- **Aufgabe**
Fahre mit dem Text über Friedrich von Trotas Zweikampf vor dem Gericht in Basel nach dessen letztem Satz fort.

Friedrich von Trota sucht vor dem Gericht in Basel die Rehabilitation der Witwe. Ein ritterlicher Zweikampf, dessen Ausgang von Gott gelenkt werde – so der Glaube der Gemeinde und strittigen Parteien – soll die Schuldfrage klären. Von Trota unterliegt in dem Zweikampf. Von Auerstein und von Trota werden demnach zum Tode auf dem Scheiterhaufen verurteilt. Doch die wundersam rasche Heilung der als tödlich geltenden Wunden von Trotas, sowie die stark eiternde, eigentlich nur eine oberflächliche, Fleischwunde Jakobs des Rotbarts, der an einer tödlichen Infektion zu leiden beginnt, scheinen den Hof und den Klerus auf eine göttliche Intervention hinzuweisen.

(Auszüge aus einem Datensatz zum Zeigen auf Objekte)
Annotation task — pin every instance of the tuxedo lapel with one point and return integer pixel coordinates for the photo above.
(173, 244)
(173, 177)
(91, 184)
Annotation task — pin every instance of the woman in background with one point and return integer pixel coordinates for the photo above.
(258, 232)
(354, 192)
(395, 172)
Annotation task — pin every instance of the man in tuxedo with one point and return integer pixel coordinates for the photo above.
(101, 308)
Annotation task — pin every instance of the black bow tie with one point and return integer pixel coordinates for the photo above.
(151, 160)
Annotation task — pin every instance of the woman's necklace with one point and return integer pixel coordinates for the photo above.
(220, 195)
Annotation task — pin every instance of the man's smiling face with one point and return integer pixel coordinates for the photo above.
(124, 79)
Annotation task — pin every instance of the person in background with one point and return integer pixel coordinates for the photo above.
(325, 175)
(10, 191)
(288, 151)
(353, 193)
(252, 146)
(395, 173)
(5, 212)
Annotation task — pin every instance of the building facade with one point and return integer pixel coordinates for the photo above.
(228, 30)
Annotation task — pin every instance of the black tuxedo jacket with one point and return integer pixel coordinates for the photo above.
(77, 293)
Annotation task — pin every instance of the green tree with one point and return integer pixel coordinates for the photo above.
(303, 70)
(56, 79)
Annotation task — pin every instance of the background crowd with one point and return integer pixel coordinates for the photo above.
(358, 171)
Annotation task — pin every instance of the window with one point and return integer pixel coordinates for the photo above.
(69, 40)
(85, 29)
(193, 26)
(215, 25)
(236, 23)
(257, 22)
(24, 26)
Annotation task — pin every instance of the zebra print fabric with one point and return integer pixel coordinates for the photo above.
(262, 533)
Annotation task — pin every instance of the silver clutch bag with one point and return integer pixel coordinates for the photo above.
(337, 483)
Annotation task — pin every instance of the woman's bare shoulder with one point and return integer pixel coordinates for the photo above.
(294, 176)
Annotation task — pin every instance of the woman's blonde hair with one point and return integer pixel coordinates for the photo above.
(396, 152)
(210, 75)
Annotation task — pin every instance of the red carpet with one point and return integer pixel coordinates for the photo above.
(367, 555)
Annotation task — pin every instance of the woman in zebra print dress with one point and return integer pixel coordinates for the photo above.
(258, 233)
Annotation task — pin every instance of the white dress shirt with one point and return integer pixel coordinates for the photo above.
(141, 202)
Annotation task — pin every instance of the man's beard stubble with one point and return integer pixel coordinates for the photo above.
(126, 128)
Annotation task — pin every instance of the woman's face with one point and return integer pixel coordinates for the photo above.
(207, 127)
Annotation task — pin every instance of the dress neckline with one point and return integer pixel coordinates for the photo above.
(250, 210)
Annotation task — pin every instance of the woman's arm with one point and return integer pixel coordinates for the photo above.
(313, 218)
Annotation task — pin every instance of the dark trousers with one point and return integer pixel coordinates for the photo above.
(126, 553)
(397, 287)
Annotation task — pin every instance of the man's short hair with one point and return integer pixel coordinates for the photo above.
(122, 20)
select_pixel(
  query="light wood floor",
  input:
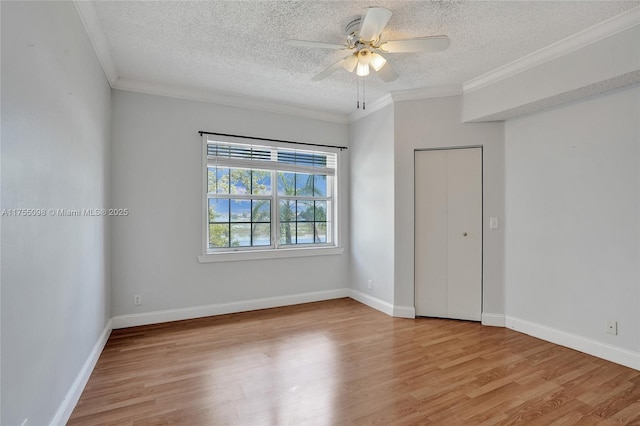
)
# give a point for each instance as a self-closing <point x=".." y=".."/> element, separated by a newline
<point x="342" y="363"/>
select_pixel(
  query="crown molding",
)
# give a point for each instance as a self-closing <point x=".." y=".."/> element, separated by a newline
<point x="426" y="93"/>
<point x="92" y="26"/>
<point x="577" y="41"/>
<point x="226" y="99"/>
<point x="374" y="106"/>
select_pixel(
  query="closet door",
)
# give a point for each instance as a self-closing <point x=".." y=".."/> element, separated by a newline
<point x="448" y="239"/>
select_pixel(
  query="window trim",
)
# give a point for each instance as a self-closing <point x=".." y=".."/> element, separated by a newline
<point x="267" y="252"/>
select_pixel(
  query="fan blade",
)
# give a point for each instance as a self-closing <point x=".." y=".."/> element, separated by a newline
<point x="373" y="22"/>
<point x="315" y="44"/>
<point x="349" y="63"/>
<point x="333" y="68"/>
<point x="422" y="44"/>
<point x="387" y="73"/>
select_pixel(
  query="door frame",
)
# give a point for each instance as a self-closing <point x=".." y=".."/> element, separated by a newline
<point x="451" y="148"/>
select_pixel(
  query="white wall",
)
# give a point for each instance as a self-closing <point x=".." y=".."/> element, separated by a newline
<point x="583" y="65"/>
<point x="156" y="174"/>
<point x="372" y="211"/>
<point x="572" y="203"/>
<point x="435" y="123"/>
<point x="55" y="154"/>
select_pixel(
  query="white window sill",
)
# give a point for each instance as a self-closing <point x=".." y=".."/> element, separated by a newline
<point x="233" y="256"/>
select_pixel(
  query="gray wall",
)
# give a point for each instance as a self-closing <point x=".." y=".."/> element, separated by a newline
<point x="572" y="202"/>
<point x="156" y="163"/>
<point x="435" y="123"/>
<point x="55" y="154"/>
<point x="372" y="197"/>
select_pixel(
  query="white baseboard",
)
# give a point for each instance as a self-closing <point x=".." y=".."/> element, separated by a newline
<point x="73" y="395"/>
<point x="382" y="306"/>
<point x="132" y="320"/>
<point x="493" y="320"/>
<point x="372" y="302"/>
<point x="598" y="349"/>
<point x="404" y="311"/>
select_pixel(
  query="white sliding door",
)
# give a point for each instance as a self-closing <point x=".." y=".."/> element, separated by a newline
<point x="448" y="233"/>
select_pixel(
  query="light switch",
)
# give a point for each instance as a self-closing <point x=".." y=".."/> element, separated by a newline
<point x="493" y="223"/>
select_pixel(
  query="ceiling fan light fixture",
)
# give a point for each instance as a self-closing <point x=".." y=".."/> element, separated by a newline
<point x="362" y="70"/>
<point x="377" y="61"/>
<point x="364" y="56"/>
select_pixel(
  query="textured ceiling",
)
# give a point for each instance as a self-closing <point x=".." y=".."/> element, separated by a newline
<point x="236" y="47"/>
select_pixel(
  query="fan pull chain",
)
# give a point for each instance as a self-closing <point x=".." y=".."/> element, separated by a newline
<point x="357" y="93"/>
<point x="363" y="95"/>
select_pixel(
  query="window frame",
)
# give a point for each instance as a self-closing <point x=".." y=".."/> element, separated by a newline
<point x="275" y="250"/>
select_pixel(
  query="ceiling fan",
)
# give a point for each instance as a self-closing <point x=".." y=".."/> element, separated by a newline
<point x="364" y="39"/>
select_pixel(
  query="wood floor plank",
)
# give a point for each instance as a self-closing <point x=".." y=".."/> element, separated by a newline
<point x="342" y="363"/>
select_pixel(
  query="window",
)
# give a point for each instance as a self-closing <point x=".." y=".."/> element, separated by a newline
<point x="268" y="197"/>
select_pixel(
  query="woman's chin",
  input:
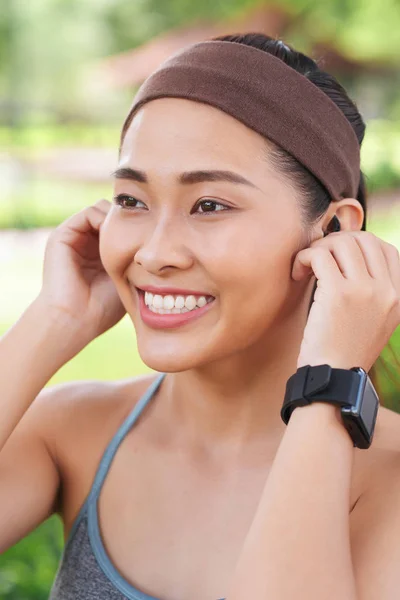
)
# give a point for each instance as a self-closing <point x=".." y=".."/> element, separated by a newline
<point x="165" y="362"/>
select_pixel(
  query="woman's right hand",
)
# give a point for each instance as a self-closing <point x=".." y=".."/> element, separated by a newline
<point x="75" y="283"/>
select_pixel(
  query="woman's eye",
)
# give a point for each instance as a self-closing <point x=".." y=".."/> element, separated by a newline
<point x="209" y="205"/>
<point x="120" y="199"/>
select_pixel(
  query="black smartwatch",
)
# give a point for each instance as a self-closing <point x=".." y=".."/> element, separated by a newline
<point x="351" y="389"/>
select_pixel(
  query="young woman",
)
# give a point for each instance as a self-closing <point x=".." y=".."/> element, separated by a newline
<point x="187" y="483"/>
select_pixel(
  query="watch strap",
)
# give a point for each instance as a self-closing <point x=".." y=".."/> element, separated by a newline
<point x="321" y="383"/>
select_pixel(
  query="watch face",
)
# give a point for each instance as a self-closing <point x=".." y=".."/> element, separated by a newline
<point x="369" y="407"/>
<point x="363" y="413"/>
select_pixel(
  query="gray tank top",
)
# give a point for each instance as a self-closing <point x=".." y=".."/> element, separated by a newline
<point x="85" y="571"/>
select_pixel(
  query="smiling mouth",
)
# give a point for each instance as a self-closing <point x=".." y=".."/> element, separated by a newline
<point x="174" y="304"/>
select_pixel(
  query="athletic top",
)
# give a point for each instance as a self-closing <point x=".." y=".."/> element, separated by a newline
<point x="85" y="571"/>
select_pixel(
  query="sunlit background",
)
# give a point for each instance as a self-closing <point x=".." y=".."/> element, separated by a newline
<point x="68" y="73"/>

- **Ergebnis**
Durch die Ermittlungen eines Geistlichen kommt zutage, dass der Graf aufgrund einer Intrige nur fälschlich geglaubt hatte, mit von Auerstein eine Affäre eingegangen zu sein. Der Graf unterbricht die Exekution der Verurteilten, die vor versammeltem Hof einschließlich des kaiserlichen Gefolges stattfinden soll. Durch die Entzündung bereits dem Tode nahe, gesteht der Graf zuletzt, dass er der Auftraggeber für die Ermordung seines Bruders gewesen war. Der Kaiser spricht die Verurteilten frei, der Leichnam des soeben verstorbenen Grafen wird der Justiz, dem Scheiterhaufen übertragen. Von Auerstein und von Trota heiraten nach kurzer Zeit und erhalten eine kaiserliche Schenkung: die Besitzungen des Grafen.

Deutung

Rezeption

Der Zweikampf sei eine bis in jüngste Zeit relativ missachtete, teils gar verschmähte Schrift Kleists, deren missliche Rezeption bereits mit Ludwig Tiecks Urteil in der ersten Gesamtausgabe Kleists Werke begonnen habe. Ihre Rehabilitation finde erst seit dem 20. Jahrhundert statt, eine kulturwissenschaftliche Beachtung der Schrift, so konstatiert von Jagow noch 2005, „erst seit kurzem“.

Die sprachliche Drängung des mittelalterlichen Stoffs, das scheinbare Fehlen dramatischer Spannung, das Ausbleiben durch überschäumende Emotionen ausgelöster tragischer Konsequenzen, sowie eine als Kleist-untypisch verstandene, untertriebene ironische Pointierung werden als Gründe früherer negativer Rezeption genannt.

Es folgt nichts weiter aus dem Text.